As soon as the treaty was signed, it was condemned by many Panamanians stating it was an infringement on their new sovereignty. There were a growing number of protests and demonstrations during the last century, leading to them taking full control of the canal in 1999. They then jacked up the prices.

Around 13,000 ships pass through each year. Their fee is calculated by weight and size averaging between $300,000 and $400,000 for standard Panamax vessels transiting the original locks, and between $500,000 and $800,000 for the new larger ships transiting the expanded canal. The lowest fee was $0.36, paid by Richard Halliburton in 1928 who swam through.

The Canal set a new standard for the dimensions of shipping vessels, as the locks were 305m long and 33.5m wide. Just think of how many shopping trolleys you could fit in there! (a big navigation problem for the Canal boats of Knowle and Dorridge) However as of last year the Panamanians have just opened their expansion Canal that can accommodate even bigger vessels. This is bad news for Panamanian supermarkets.

• Data for analysis:

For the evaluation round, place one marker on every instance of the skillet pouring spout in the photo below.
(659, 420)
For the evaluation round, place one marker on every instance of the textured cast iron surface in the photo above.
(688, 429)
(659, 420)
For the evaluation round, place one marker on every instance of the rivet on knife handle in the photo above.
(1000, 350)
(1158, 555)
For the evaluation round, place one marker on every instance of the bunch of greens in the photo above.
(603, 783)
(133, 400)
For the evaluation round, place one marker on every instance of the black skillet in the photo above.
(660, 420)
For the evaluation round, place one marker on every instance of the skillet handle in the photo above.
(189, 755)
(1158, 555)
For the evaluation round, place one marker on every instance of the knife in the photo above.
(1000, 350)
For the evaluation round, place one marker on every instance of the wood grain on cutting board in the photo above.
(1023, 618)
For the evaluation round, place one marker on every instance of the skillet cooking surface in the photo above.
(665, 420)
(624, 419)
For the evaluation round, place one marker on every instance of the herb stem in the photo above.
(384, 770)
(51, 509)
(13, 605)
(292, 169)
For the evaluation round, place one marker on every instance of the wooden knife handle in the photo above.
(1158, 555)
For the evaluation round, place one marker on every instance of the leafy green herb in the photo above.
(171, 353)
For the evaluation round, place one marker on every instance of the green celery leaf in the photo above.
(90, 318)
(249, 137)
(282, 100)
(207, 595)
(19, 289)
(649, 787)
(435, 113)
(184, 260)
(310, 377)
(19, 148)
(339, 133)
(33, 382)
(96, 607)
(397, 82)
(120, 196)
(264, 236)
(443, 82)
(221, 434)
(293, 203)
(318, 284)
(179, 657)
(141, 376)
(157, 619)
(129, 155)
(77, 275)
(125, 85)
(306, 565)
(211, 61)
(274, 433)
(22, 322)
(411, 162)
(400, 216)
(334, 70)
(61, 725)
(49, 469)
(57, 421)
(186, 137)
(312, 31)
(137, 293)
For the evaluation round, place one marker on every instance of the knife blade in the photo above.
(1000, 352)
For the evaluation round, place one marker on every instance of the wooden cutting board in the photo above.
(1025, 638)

• What this exercise asks:
1. According to the passage on the Panama Canal, what were the length and width of the canal's locks?
2. From the passage on the Panama Canal, copy the stretch from "Around 13,000 ships" through "who swam through.".

• Set of answers:
1. The locks were 305m long and 33.5m wide.

2.
Around 13,000 ships pass through each year. Their fee is calculated by weight and size averaging between $300,000 and $400,000 for standard Panamax vessels transiting the original locks, and between $500,000 and $800,000 for the new larger ships transiting the expanded canal. The lowest fee was $0.36, paid by Richard Halliburton in 1928 who swam through.